Part of a data file
* START *

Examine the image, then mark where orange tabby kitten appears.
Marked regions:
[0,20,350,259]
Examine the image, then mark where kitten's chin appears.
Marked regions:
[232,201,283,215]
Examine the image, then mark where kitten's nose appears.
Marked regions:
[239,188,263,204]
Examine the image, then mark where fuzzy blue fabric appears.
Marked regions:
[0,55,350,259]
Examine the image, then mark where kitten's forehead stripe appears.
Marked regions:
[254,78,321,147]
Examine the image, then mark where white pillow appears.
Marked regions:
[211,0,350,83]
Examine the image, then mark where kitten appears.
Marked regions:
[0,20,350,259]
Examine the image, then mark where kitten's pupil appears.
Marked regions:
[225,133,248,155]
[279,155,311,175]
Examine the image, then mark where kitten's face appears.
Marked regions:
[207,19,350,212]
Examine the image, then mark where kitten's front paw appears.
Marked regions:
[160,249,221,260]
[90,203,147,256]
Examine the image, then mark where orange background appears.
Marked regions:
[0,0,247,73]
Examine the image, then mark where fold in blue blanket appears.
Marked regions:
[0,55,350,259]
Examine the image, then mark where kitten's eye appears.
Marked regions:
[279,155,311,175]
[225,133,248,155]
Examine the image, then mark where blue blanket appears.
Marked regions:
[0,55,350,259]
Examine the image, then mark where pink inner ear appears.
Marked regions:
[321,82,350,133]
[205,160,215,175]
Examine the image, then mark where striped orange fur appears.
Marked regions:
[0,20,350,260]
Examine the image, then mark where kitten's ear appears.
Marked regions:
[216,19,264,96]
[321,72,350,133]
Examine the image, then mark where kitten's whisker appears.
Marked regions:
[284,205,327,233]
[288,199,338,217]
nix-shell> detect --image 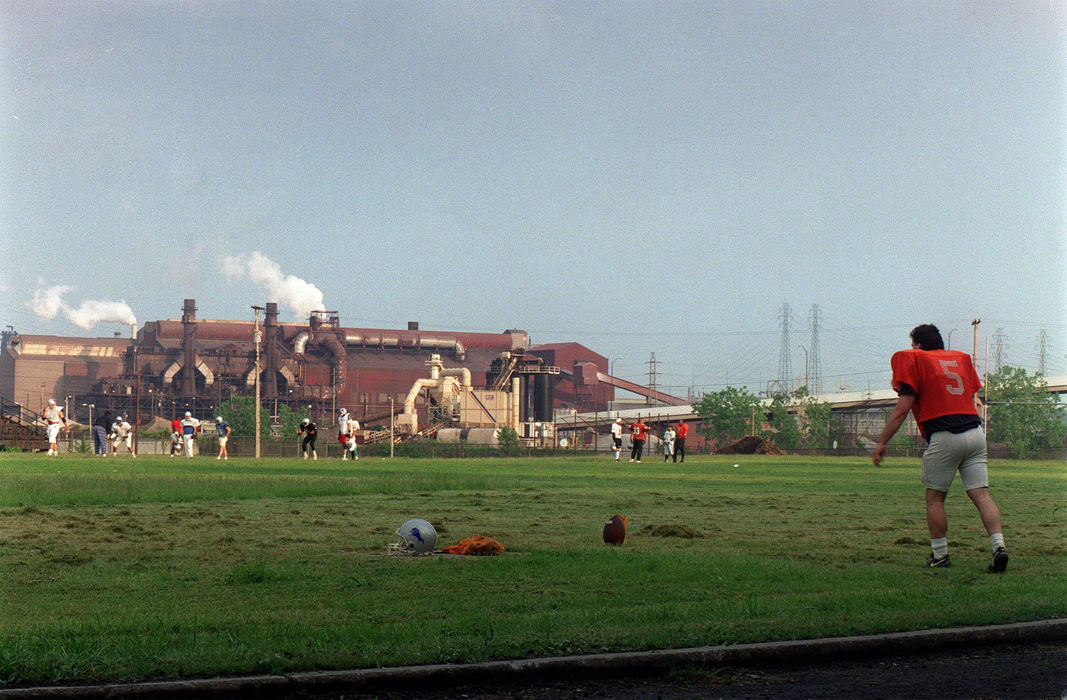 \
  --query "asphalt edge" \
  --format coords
[0,618,1067,700]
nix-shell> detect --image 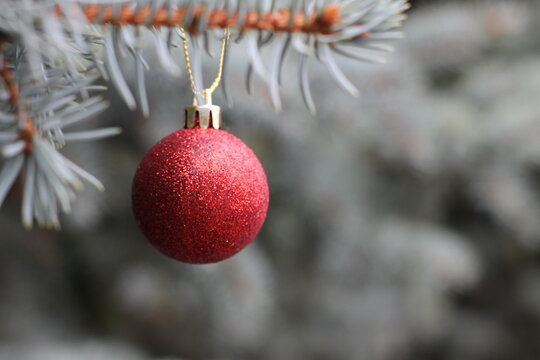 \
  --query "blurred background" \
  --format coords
[0,0,540,360]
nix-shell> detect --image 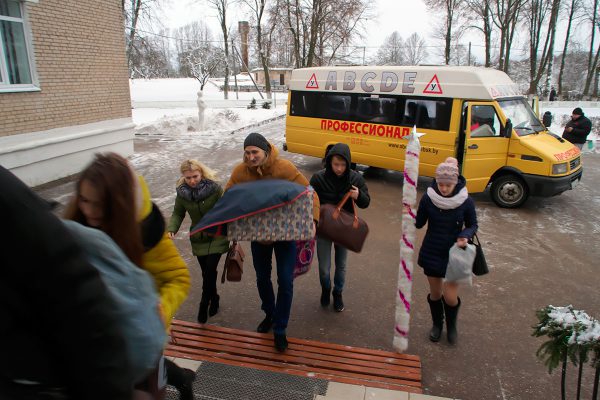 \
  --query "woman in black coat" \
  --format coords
[415,157,477,344]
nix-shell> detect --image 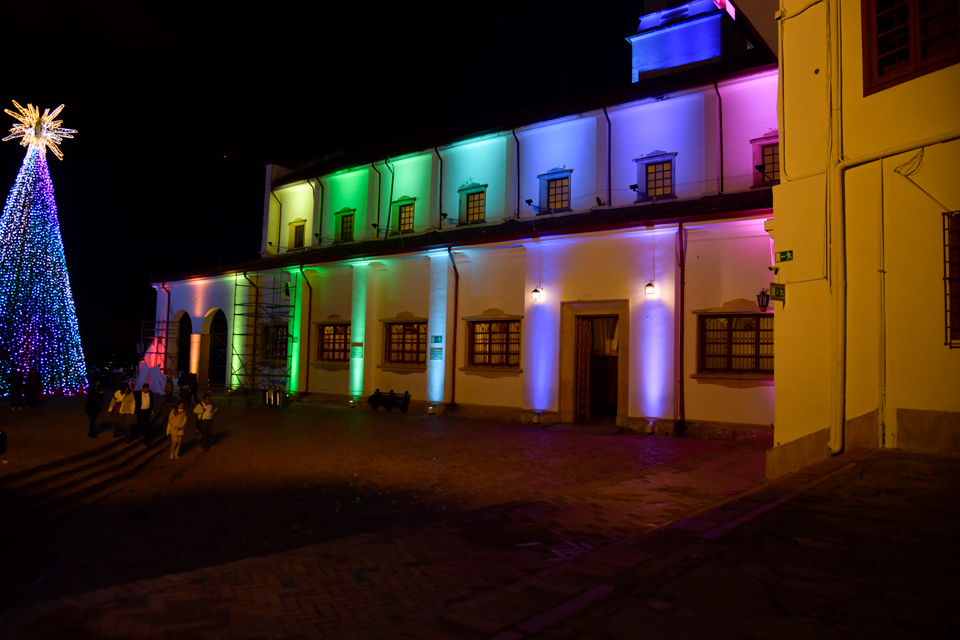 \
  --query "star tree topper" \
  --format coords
[3,100,77,160]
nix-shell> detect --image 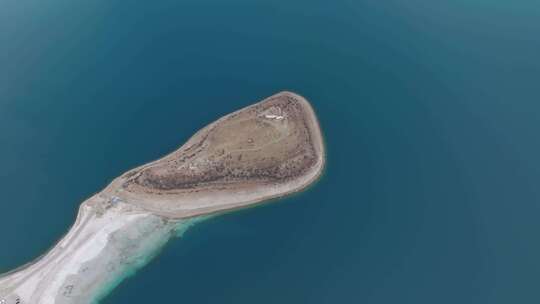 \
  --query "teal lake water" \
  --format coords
[0,0,540,304]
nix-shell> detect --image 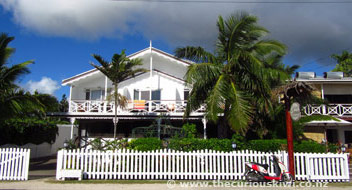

* END *

#### Problem to solve:
Render the listing from its first line up to and including the line with "[254,78,321,147]" as a Markdown table with the columns Row and Line, numbering each row and leaving out blank lines.

#### Task result:
| Row | Line |
|---|---|
| 1 | Examine the image, then mark where orange tabby kitten appears. |
| 2 | Marked regions: |
| 3 | [0,20,350,259] |
| 4 | Examine the image, then mark where kitten's chin appears. |
| 5 | Marked regions: |
| 6 | [232,201,283,215] |
| 7 | Examine the image, then mark where kitten's nose appears. |
| 8 | Marked regions: |
| 9 | [239,188,263,204] |
| 10 | Examine the image, then mark where fuzzy blue fabric appears. |
| 11 | Marked regions: |
| 12 | [0,55,350,259] |
| 13 | Examine the image, then mark where kitten's forehead stripe appears. |
| 14 | Marked regions: |
| 15 | [254,78,321,147] |